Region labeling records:
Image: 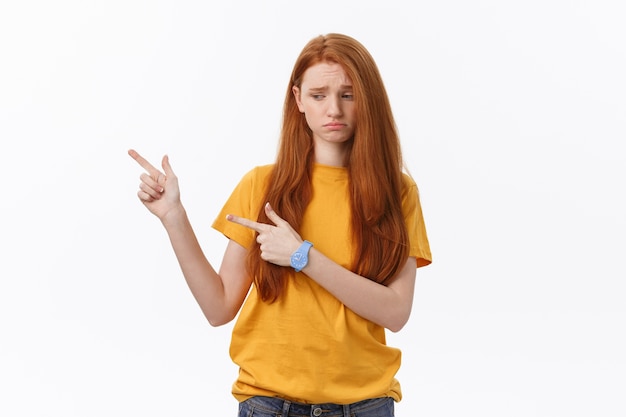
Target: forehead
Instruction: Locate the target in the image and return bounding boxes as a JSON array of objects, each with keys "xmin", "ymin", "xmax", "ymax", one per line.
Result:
[{"xmin": 302, "ymin": 62, "xmax": 352, "ymax": 88}]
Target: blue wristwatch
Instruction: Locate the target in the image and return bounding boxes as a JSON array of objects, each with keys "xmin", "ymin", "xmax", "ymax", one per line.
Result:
[{"xmin": 291, "ymin": 240, "xmax": 313, "ymax": 272}]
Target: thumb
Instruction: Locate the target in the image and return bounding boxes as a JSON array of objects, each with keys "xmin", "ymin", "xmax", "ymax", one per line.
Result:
[{"xmin": 265, "ymin": 202, "xmax": 285, "ymax": 226}]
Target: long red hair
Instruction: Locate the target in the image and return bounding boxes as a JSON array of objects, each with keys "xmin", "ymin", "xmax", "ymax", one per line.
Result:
[{"xmin": 247, "ymin": 33, "xmax": 409, "ymax": 302}]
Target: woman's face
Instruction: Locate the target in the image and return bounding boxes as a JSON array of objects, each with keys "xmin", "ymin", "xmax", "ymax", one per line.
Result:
[{"xmin": 293, "ymin": 62, "xmax": 356, "ymax": 150}]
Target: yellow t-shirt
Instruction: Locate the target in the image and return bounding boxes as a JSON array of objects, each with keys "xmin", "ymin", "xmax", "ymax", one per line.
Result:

Exercise directions:
Please arrange the lines of the material as a JSON list of strings, one string per line and blank lines left out, starting at the line that contains "Target: thumb" and ending at the last line of the material.

Output of the task:
[
  "Target: thumb",
  "Instruction: Locate the target in the image and return bounding boxes as a JSON array of objects, each with keys \"xmin\", \"ymin\", \"xmax\", \"ymax\", one per line.",
  "Result:",
  "[{\"xmin\": 265, \"ymin\": 202, \"xmax\": 285, \"ymax\": 226}]",
  "Target: long red hair",
  "Instruction: Locate the target in the image and return bounding boxes as a JSON array of objects, each with keys \"xmin\", \"ymin\", \"xmax\", \"ymax\", one per line.",
  "Result:",
  "[{\"xmin\": 247, \"ymin\": 33, \"xmax\": 409, \"ymax\": 302}]",
  "Target: woman's face",
  "Instruction: Locate the target in the image and return bounding boxes as a JSON array of objects, each with keys \"xmin\", \"ymin\", \"xmax\", \"ymax\", one per line.",
  "Result:",
  "[{\"xmin\": 293, \"ymin\": 62, \"xmax\": 356, \"ymax\": 150}]",
  "Target: yellow t-shirt",
  "Instruction: Locate the target in the image and return bounding boxes as a JSON array of objects, each with keys \"xmin\", \"ymin\", \"xmax\", \"ymax\", one per line.",
  "Result:"
]